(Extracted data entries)
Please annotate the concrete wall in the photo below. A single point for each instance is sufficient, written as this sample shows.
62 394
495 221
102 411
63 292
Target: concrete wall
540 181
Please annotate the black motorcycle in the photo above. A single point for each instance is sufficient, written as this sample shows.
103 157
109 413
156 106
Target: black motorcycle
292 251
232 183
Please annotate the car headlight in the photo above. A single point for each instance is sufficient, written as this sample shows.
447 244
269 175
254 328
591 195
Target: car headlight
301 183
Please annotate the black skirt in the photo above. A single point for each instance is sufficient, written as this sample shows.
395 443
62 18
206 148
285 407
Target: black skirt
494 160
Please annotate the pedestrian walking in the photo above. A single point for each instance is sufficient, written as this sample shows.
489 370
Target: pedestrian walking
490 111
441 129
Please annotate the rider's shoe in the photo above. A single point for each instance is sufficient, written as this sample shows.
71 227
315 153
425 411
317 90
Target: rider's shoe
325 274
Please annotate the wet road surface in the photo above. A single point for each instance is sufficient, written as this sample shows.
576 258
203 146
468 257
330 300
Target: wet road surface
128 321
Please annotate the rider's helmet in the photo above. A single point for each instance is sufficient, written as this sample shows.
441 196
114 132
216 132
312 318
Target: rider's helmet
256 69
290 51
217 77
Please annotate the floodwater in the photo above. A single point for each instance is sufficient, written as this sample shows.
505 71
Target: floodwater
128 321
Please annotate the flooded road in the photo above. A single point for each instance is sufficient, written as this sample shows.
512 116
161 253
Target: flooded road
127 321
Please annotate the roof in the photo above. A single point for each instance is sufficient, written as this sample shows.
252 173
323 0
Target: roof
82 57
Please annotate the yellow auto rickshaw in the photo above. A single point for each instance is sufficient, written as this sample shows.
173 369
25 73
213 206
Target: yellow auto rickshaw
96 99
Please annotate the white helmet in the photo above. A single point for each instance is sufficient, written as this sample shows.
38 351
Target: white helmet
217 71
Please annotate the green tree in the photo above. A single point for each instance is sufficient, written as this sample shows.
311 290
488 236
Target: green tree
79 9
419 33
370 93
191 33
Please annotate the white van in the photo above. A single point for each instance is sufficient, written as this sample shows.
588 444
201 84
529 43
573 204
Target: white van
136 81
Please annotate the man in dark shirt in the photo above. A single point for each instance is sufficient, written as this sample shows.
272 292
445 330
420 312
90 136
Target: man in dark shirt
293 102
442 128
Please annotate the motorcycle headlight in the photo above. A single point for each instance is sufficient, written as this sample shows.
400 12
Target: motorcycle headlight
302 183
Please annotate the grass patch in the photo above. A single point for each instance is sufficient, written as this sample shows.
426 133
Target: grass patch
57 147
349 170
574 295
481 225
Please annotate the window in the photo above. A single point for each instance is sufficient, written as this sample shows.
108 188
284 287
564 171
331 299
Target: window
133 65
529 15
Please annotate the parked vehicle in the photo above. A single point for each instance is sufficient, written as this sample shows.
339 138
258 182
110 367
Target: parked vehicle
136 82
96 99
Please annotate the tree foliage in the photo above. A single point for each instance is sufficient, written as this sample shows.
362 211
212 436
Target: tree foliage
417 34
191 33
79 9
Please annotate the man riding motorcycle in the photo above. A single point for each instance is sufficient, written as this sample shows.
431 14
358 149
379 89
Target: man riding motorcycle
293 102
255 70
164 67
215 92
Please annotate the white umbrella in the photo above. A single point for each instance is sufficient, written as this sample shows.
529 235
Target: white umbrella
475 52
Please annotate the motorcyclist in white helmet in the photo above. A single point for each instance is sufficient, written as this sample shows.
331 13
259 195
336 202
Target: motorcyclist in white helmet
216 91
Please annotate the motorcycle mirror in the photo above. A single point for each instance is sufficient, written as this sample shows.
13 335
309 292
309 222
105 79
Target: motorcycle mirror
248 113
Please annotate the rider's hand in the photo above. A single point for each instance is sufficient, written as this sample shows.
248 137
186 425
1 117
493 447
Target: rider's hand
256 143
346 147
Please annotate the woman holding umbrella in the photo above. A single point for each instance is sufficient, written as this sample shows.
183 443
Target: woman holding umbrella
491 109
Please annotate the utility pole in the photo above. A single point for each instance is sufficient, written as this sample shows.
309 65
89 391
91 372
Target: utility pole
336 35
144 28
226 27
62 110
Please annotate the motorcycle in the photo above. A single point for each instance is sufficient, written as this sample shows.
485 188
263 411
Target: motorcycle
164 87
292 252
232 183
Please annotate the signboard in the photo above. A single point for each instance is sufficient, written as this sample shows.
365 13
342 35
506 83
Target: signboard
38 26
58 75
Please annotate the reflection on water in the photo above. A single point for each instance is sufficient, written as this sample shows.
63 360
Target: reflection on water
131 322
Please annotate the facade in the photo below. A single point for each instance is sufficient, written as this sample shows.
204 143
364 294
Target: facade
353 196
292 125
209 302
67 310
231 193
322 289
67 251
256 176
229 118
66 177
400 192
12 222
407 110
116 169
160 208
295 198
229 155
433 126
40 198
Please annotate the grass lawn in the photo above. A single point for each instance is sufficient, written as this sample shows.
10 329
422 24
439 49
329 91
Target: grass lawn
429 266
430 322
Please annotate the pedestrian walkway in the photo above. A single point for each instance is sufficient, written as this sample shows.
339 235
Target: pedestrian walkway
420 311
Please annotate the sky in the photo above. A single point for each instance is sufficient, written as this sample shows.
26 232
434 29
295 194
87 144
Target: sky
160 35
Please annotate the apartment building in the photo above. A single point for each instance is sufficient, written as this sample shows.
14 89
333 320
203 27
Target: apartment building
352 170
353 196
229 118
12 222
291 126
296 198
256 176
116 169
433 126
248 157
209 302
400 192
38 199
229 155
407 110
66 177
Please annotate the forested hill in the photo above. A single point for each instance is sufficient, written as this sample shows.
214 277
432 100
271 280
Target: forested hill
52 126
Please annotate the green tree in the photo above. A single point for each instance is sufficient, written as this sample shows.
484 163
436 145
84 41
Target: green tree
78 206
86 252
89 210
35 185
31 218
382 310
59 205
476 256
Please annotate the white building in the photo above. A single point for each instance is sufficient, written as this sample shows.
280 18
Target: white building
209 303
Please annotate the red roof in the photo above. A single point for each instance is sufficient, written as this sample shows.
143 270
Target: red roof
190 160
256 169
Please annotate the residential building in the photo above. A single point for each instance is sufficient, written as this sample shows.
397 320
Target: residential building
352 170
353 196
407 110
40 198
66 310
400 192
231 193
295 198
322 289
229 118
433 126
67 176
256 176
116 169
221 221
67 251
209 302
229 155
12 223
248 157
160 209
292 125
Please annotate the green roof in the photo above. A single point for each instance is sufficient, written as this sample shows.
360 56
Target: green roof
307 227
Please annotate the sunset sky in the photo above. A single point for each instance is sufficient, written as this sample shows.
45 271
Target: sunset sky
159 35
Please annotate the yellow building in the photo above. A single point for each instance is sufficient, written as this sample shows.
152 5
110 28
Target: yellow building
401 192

■ SHORT TASK ■
Retype, exactly and only, the lines running from the one with "Please annotate the white building" through the final line of the listing above.

■ TASK RESULT ■
Please annotate the white building in the photo above. A single point for each instance is sufficient, written as this sample shows.
280 18
Target: white building
209 303
Please annotate the red roof in the photo above. A single point for each instance is sufficient, written as this sample shows.
143 270
Target: red roof
190 160
256 169
Please annotate the residential building in the photo above. A single point for each instance is sufficient, written as this sample shows.
397 320
Target: residential building
352 170
353 196
407 110
40 198
66 310
400 192
231 193
295 198
322 289
229 118
433 126
67 176
256 176
116 169
221 221
67 251
209 302
229 155
12 223
248 157
160 209
292 125
Please annotate the green roof in the photo above. A single point for each instance is sufficient, written as this sample shows.
360 56
Target: green roof
307 227
Please annotate the sunset sky in the photo above. A single point for each instance is sufficient, written as this sample shows.
45 271
Target: sunset sky
159 35
Please annotate the yellow building in the photo above. A single point for each instance is sufficient, written as this sample shows.
152 5
110 28
Target: yellow building
401 192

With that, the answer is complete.